■ **Task brief**: Repeat all of the material below exactly, line for line, and leave the pictures out of your answer.

■ **Labeled point records**:
>> Begin
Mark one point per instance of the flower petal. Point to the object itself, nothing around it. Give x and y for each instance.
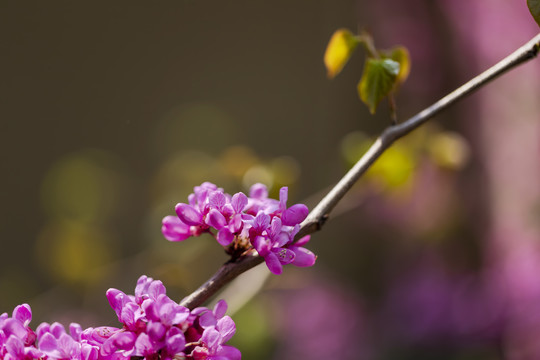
(294, 215)
(273, 263)
(224, 237)
(304, 257)
(188, 214)
(215, 219)
(239, 202)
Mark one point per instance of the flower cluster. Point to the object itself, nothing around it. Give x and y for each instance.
(154, 328)
(245, 223)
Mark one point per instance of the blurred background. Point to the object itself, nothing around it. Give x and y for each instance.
(111, 112)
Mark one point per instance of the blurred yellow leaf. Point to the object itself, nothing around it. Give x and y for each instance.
(395, 167)
(449, 150)
(339, 50)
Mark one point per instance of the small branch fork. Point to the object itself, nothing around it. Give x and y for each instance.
(318, 216)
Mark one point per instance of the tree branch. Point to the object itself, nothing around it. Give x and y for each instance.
(318, 216)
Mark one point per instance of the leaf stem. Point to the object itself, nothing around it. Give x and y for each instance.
(318, 216)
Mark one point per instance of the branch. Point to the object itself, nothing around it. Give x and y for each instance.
(318, 216)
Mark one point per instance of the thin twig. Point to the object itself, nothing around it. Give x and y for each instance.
(321, 212)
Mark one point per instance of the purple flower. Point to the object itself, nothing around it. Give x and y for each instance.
(241, 223)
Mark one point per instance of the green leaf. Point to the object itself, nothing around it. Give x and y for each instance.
(534, 8)
(378, 80)
(338, 51)
(400, 54)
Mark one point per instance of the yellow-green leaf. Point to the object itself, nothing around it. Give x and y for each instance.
(400, 54)
(534, 8)
(378, 80)
(339, 50)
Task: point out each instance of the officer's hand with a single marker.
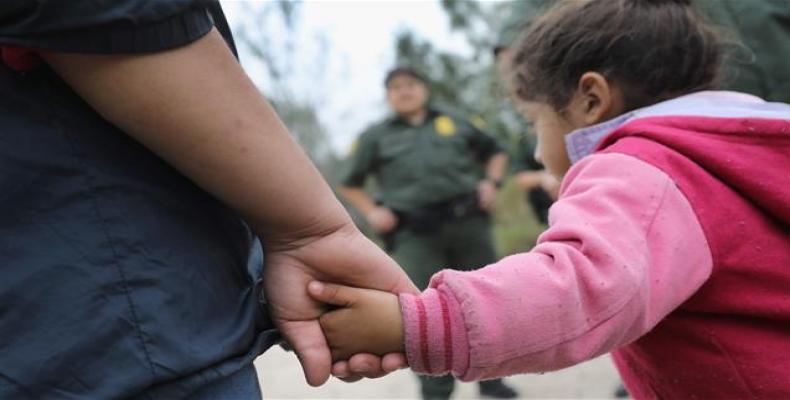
(382, 219)
(486, 194)
(343, 256)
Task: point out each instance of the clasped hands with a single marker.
(312, 286)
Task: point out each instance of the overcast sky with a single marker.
(359, 35)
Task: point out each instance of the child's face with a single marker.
(551, 128)
(595, 100)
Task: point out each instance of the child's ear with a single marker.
(599, 99)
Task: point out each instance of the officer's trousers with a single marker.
(464, 244)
>> End
■ **Worked answer**:
Mark one point per instance of the flower petal. Point to the object itself, nothing around it. Give x and y for each instance.
(294, 215)
(273, 263)
(224, 237)
(304, 257)
(188, 214)
(215, 219)
(239, 202)
Mark one point per instance of the flower cluster. Point to the object itself, nothing around it. Give x and y for each instance.
(154, 328)
(245, 223)
Mark one point per instance of the blurred background. Point to the object itself, nothing around it. Give x and y for each instance.
(111, 112)
Mark one point per instance of the blurred yellow leaf. Point to the object itself, nothing around it. Give x and y for each instance.
(395, 167)
(449, 150)
(339, 50)
Mark one point per instance of the small branch fork. Point to the object itself, nothing around it. Give x and y for each instance.
(318, 216)
Mark one point per instance of the tree branch. Point to the object itself, nothing around it. Give x and y for each instance.
(318, 216)
Mark one point per instance of the leaf stem. Point to the object itself, nothing around it. Give x and y for each instance.
(318, 216)
Mark one point per instance of the branch. Point to the object itself, nothing around it. Give x and y for each instance.
(318, 216)
Mark one point per instance of the thin twig. Point to the object itself, nothing around it. Give x and y for each instance.
(321, 212)
Mark one point per instance of the purple flower. Point to the object itself, nothing around it. Give x and y for each instance.
(241, 223)
Mark one point per instance of the green leaf. Point to the object itself, nothing around it. Give x and y for each instance.
(534, 8)
(378, 80)
(338, 51)
(400, 54)
Mark one point per instance of the yellow-green leaf. Point to the object itself, nothing around it. Give x and y for each instance.
(400, 54)
(534, 8)
(378, 80)
(339, 50)
Task: point out each instance of the officer's hand with a single marker.
(382, 219)
(486, 194)
(343, 256)
Task: point out each instance of the clasped hands with a single marker.
(312, 286)
Task: point out each instance of the overcast sky with a single marker.
(359, 35)
Task: point out each instance of the child's face with a single marker.
(551, 128)
(595, 100)
Task: point out each instance of the child's ear with a single marker.
(599, 99)
Task: point out each instance of the officer's trousers with a single marker.
(464, 244)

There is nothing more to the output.